### [PROBLEM TO WORK ON]
Look for "window" in every line of the listing. Copy the lines that have it.

### [DATA SHOWN]
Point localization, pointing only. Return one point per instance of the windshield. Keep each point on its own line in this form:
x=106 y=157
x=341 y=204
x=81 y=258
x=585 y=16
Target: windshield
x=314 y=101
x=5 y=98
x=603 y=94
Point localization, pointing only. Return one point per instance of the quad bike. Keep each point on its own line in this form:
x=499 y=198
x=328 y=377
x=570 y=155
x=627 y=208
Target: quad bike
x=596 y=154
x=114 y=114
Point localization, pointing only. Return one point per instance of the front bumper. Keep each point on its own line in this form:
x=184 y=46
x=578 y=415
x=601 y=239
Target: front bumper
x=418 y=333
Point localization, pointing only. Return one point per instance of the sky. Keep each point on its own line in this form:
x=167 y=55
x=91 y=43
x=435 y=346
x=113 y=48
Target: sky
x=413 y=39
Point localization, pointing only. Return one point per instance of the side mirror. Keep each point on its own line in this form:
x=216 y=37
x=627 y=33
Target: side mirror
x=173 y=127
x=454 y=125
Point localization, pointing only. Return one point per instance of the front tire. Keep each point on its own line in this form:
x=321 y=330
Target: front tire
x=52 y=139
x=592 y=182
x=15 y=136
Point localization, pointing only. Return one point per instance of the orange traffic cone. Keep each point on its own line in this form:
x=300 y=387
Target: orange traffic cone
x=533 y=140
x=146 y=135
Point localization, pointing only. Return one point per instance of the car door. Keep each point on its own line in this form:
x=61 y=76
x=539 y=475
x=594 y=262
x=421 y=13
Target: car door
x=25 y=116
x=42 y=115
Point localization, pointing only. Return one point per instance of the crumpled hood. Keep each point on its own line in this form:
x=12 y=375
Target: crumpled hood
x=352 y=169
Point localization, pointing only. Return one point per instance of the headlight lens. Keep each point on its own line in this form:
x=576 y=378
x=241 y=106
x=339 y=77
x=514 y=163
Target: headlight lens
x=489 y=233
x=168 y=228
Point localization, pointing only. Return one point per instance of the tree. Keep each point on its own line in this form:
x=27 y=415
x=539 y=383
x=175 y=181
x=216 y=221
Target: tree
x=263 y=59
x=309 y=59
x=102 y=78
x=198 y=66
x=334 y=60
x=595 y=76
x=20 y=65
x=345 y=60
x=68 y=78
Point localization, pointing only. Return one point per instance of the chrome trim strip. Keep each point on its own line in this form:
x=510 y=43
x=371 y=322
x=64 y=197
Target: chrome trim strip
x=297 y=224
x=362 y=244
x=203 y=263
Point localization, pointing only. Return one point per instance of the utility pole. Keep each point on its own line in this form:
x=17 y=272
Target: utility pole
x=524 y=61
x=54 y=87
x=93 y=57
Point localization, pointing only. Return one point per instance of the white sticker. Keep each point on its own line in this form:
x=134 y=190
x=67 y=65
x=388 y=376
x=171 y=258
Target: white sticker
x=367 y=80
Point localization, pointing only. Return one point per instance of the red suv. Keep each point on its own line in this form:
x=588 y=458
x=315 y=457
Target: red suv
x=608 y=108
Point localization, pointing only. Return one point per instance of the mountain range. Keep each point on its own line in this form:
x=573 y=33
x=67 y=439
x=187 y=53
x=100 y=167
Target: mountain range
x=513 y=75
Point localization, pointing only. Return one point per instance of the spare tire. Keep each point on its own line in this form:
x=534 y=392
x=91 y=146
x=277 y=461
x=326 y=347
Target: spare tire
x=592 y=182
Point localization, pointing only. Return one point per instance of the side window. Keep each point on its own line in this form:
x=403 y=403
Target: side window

### [WRITTEN RESPONSE]
Point localization, pointing only. Return one point per instance of the side window. Keep each point on its own line in this form:
Target: side window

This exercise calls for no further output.